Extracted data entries
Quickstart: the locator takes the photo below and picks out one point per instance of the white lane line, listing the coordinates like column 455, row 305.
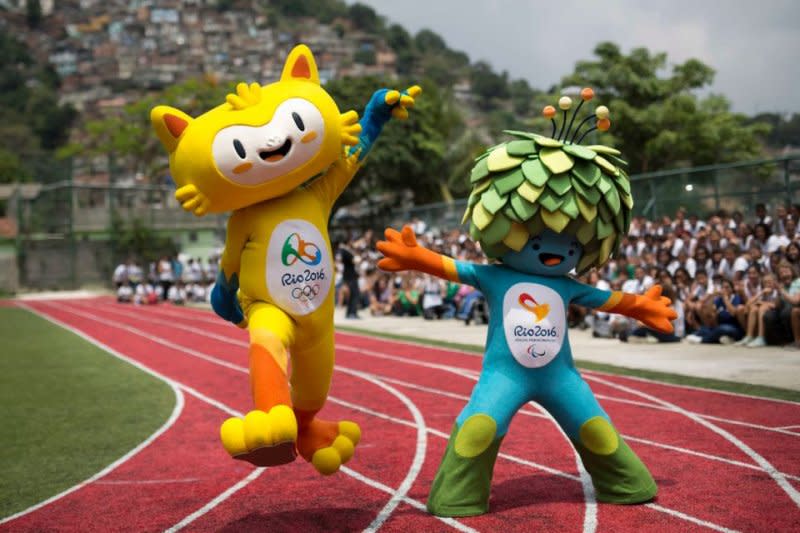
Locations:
column 775, row 474
column 349, row 471
column 203, row 315
column 413, row 503
column 689, row 518
column 173, row 417
column 530, row 413
column 454, row 370
column 220, row 498
column 419, row 453
column 399, row 495
column 590, row 516
column 147, row 481
column 541, row 413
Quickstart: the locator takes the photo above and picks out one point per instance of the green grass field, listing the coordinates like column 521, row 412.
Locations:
column 68, row 409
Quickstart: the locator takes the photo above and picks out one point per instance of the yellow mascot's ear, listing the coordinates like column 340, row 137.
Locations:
column 300, row 65
column 169, row 124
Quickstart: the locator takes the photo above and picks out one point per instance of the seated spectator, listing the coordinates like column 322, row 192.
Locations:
column 120, row 276
column 124, row 294
column 727, row 329
column 407, row 298
column 777, row 322
column 640, row 282
column 177, row 293
column 792, row 253
column 433, row 304
column 760, row 303
column 381, row 295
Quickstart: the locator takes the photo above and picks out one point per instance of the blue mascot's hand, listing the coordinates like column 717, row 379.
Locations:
column 383, row 105
column 224, row 300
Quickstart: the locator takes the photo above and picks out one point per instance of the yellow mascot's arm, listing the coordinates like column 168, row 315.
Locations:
column 335, row 180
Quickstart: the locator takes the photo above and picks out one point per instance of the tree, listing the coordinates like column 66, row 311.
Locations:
column 658, row 121
column 128, row 135
column 33, row 13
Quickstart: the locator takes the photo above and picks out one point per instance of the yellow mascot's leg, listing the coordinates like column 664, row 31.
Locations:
column 325, row 444
column 267, row 435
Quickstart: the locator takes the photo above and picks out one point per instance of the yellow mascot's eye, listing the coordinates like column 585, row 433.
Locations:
column 240, row 151
column 299, row 121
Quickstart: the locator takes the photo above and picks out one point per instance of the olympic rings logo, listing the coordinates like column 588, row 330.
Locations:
column 306, row 292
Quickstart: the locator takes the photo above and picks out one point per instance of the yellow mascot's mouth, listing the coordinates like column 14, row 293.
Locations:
column 273, row 156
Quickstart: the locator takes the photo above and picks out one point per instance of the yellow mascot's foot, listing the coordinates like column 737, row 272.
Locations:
column 328, row 445
column 263, row 439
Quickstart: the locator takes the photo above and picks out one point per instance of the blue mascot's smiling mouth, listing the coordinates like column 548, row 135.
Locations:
column 550, row 259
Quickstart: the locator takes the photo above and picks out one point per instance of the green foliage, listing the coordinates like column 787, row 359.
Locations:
column 11, row 168
column 33, row 13
column 32, row 123
column 135, row 239
column 415, row 154
column 128, row 134
column 785, row 130
column 658, row 121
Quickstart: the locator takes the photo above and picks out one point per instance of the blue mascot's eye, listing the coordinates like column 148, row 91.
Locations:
column 299, row 121
column 237, row 145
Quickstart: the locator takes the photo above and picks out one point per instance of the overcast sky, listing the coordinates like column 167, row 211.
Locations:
column 754, row 45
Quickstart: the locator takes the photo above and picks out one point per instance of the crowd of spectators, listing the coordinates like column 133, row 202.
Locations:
column 733, row 279
column 177, row 279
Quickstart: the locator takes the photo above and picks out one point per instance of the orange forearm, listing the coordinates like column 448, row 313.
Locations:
column 620, row 302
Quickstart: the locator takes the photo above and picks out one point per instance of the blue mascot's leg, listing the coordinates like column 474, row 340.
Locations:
column 461, row 486
column 618, row 475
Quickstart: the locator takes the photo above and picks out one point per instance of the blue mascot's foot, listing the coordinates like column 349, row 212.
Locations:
column 461, row 486
column 618, row 475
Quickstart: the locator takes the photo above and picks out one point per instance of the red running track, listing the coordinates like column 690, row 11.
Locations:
column 722, row 461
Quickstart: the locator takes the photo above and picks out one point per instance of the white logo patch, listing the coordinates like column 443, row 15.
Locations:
column 299, row 269
column 534, row 321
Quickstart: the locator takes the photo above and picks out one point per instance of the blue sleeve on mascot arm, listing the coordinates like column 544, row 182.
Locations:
column 224, row 300
column 376, row 114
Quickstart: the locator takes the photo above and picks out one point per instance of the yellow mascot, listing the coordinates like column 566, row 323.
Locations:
column 278, row 156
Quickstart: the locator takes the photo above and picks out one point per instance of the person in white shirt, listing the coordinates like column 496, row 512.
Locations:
column 120, row 276
column 732, row 264
column 639, row 283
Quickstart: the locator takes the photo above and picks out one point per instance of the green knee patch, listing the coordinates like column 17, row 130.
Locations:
column 475, row 435
column 599, row 436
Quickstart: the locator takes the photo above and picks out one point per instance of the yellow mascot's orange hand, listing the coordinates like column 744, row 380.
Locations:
column 652, row 309
column 404, row 253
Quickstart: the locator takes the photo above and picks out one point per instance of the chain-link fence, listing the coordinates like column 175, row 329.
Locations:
column 71, row 235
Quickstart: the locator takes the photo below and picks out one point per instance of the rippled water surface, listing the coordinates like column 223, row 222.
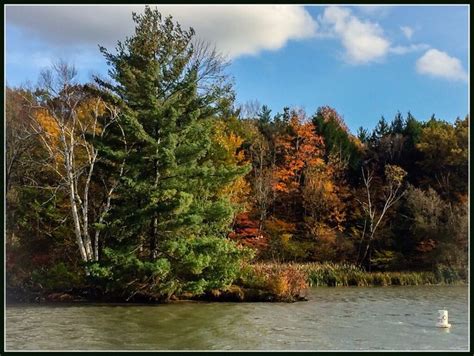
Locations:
column 391, row 318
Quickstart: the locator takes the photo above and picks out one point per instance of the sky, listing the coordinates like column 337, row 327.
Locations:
column 364, row 61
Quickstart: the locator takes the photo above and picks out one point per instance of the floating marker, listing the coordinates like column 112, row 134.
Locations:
column 443, row 319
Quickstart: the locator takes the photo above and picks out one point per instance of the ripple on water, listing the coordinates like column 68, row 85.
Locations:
column 388, row 318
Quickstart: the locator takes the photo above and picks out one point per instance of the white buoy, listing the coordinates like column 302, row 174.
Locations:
column 443, row 319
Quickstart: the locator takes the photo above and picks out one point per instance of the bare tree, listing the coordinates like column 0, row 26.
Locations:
column 392, row 194
column 78, row 119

> _EXERCISE DIRECTIONS_
Within the entries above, find each line where "patch" appears; copy every one.

> _WRITTEN REPLY_
Quickstart: the locator takes the photo above and picks out one point per instance of the white logo patch, listing the coordinates like column 443, row 15.
Quickstart: the locator takes the photo above and picks out one point per instance of the green knee patch, listing the coordinates like column 17, row 130.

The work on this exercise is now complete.